Excerpt from a dataset
▽
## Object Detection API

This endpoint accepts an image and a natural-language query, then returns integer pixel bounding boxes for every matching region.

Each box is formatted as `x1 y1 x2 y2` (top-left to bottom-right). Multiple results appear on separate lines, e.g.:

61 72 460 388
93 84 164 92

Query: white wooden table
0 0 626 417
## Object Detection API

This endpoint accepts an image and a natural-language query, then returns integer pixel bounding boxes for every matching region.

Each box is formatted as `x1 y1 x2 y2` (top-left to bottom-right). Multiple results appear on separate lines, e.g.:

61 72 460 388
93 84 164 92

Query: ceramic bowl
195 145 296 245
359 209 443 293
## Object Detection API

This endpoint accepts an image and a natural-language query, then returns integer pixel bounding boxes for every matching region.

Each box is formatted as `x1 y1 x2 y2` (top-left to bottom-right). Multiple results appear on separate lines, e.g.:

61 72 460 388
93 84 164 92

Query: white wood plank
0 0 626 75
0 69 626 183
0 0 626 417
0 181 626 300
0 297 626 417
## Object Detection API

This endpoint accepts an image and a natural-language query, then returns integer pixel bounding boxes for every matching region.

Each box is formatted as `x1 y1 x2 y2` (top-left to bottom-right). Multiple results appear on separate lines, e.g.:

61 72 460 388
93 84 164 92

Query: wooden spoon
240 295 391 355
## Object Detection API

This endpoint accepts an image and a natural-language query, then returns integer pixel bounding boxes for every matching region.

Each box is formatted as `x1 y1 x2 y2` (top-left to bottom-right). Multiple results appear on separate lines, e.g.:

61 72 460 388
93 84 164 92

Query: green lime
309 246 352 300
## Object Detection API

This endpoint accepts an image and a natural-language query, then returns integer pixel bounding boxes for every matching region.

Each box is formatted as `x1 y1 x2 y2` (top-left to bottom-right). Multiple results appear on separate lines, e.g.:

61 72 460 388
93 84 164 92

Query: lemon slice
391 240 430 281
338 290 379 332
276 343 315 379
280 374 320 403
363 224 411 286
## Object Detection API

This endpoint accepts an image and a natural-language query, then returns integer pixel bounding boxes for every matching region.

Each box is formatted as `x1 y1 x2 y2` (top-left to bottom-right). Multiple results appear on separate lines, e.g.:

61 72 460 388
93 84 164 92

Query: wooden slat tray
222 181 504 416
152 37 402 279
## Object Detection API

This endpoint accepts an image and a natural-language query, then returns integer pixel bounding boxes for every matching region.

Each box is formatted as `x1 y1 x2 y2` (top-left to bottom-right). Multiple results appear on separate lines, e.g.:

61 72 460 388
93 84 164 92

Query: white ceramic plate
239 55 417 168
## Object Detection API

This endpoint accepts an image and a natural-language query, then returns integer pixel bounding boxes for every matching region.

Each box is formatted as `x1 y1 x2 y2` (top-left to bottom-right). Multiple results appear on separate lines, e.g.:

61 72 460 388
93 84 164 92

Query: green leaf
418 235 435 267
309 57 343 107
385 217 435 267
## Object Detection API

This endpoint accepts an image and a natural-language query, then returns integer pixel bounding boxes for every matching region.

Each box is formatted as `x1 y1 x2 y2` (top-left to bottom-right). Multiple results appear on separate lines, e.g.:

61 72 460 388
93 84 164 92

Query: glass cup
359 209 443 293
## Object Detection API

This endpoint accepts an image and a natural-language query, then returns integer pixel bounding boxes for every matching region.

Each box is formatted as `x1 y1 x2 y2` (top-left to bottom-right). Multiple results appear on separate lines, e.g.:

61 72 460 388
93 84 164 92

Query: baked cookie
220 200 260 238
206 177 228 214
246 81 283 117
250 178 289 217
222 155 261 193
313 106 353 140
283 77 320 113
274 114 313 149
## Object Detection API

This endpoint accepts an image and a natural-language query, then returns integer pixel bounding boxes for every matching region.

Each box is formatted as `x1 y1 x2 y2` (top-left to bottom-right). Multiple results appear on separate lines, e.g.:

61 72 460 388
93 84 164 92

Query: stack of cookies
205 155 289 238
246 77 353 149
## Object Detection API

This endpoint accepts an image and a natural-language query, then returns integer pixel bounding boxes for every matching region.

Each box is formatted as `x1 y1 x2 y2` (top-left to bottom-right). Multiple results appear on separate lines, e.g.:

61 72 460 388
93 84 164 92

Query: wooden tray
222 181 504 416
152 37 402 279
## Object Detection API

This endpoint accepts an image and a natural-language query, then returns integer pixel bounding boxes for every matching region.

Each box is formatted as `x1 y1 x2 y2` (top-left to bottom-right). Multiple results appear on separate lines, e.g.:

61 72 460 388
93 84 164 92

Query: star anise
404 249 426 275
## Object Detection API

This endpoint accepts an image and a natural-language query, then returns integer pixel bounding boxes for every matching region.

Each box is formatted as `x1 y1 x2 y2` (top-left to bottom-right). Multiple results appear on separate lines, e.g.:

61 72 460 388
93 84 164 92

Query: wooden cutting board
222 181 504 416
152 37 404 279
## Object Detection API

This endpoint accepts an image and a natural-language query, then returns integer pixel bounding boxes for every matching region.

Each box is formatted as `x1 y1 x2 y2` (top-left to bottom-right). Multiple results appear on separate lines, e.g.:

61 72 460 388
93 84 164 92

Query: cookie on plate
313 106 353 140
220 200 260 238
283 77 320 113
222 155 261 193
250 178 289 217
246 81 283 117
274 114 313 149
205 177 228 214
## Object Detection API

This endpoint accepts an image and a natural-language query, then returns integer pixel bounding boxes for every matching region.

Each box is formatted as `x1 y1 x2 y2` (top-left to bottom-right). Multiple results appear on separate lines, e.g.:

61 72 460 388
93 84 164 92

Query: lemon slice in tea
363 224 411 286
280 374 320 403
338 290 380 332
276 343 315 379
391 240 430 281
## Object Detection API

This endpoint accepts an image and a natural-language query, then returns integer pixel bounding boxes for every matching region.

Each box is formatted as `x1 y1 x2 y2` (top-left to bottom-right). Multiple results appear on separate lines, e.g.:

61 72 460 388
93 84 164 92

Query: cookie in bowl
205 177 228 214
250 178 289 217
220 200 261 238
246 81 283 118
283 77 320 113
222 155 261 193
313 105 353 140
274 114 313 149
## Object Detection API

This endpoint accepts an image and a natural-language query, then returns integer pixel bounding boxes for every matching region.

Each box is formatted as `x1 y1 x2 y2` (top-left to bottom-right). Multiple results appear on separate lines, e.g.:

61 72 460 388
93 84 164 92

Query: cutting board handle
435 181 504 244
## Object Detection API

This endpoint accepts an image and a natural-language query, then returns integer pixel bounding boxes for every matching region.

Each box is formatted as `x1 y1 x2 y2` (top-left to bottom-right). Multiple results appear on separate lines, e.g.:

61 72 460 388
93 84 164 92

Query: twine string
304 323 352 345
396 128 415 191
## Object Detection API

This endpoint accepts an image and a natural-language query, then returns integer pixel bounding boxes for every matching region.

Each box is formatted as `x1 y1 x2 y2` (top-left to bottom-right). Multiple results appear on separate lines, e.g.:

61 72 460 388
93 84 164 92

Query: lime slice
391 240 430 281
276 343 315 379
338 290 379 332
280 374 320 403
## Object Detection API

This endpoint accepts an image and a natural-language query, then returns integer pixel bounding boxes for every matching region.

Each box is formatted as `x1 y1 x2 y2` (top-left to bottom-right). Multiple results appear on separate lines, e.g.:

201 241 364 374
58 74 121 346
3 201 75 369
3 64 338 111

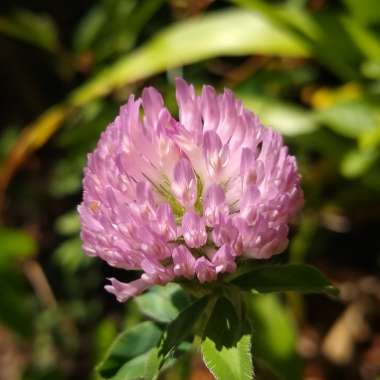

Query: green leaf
232 264 337 295
340 148 379 178
110 351 150 380
160 296 209 357
96 322 161 379
53 236 92 273
204 297 242 349
246 294 302 380
0 228 37 269
69 9 309 105
0 9 59 52
201 335 254 380
135 284 190 323
239 95 318 136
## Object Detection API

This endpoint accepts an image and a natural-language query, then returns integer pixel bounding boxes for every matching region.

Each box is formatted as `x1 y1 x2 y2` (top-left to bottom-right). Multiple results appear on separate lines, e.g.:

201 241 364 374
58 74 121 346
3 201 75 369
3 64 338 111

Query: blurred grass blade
0 228 37 270
231 0 360 79
70 9 309 105
202 335 254 380
0 104 73 199
0 9 309 199
0 9 59 52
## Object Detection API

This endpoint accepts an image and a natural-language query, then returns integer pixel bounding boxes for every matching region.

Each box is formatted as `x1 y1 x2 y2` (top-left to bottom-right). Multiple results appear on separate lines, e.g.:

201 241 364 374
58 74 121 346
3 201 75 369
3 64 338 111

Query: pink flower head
79 79 303 301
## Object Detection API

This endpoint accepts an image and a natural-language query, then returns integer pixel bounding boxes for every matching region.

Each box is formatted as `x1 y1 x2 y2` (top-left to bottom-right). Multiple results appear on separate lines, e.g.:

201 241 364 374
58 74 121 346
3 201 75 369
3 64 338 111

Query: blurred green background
0 0 380 380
△
> Aim: Rewrite the part of the entries that opens with their first line and closes with the line containing "240 295 391 355", putting "plain-text query" wherever "natural-language query" appears and keeping everything else unchanged.

> Answer below:
## Object Detection API

This endpoint accepts an image and a plain-text query, then returns integer pixel bounding boxes for every matching region.

Each box is formatted as `x1 y1 x2 y2` (top-left to bottom-right). Multiple results appear on separate lines, e.g.:

61 72 460 388
93 84 164 92

Query: white wooden table
0 0 626 417
## Object Detection API

This endpoint accepts an image and a plain-text query, then returns integer pixel bounding boxes for every matching region.

Each box is formatted as `x1 y1 x2 y2` (top-left to bottom-right). Multiple results appear on separate lines, e.g.:

61 72 460 388
93 84 164 92

Query: ceramic bowl
195 145 296 245
359 209 443 293
## Object Detection API

This endpoint accepts an image and a plain-text query, then returns integer pixel bounding boxes for every matching region.

Each box is formatted as `x1 y1 x2 y2` (top-left to bottom-right). Multiple results appear on separate lines, e.g.:

61 72 460 388
93 84 164 92

Query: white wood plank
0 0 626 75
0 69 626 183
0 0 626 417
0 181 626 300
0 297 626 417
## Object Detection API

This endpoint accepts an image and a plain-text query, then returns integer pixel bounding boxes for every matching region.

Each box is formatted as `x1 y1 x2 y2` (top-left to bottom-right). Multiple results appear on separate lines, e.g.:

61 72 460 388
93 84 164 92

Query: wooden spoon
240 295 391 355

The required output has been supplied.